**What to work on:** Reproduce the following lines exactly, starting at the line that contains "Tag every instance of the house" and ending at the line that contains "x=492 y=148", with both of those lines included.

**Records to process:**
▼▼▼
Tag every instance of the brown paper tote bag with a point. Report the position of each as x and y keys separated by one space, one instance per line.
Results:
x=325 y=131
▲▲▲
▼▼▼
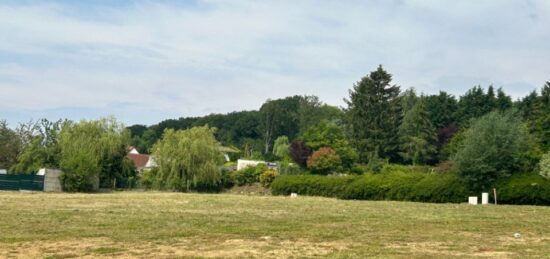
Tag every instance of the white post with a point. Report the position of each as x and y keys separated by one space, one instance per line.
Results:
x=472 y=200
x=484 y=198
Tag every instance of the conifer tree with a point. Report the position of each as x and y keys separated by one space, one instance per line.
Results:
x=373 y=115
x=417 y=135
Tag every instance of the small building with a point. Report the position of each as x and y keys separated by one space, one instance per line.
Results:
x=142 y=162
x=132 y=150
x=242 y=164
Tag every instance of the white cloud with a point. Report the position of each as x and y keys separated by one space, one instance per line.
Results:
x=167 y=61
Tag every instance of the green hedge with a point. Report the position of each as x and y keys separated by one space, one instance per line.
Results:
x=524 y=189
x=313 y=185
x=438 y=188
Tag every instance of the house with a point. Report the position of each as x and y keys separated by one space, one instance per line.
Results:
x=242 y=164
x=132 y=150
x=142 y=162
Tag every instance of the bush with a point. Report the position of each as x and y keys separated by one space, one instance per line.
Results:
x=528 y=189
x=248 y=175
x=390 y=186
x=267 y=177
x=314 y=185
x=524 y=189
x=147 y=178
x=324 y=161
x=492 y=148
▲▲▲
**Response:**
Tag every instance of the house with a point. Report the position of each as x and y keys separated by one space, one instance per line.
Results:
x=242 y=164
x=132 y=150
x=142 y=162
Tag every instance of the bush with a point. Report the position of each as x and y keys separated by one space, one instance per line.
Results:
x=528 y=189
x=248 y=175
x=390 y=186
x=267 y=177
x=314 y=185
x=524 y=189
x=147 y=178
x=324 y=161
x=492 y=148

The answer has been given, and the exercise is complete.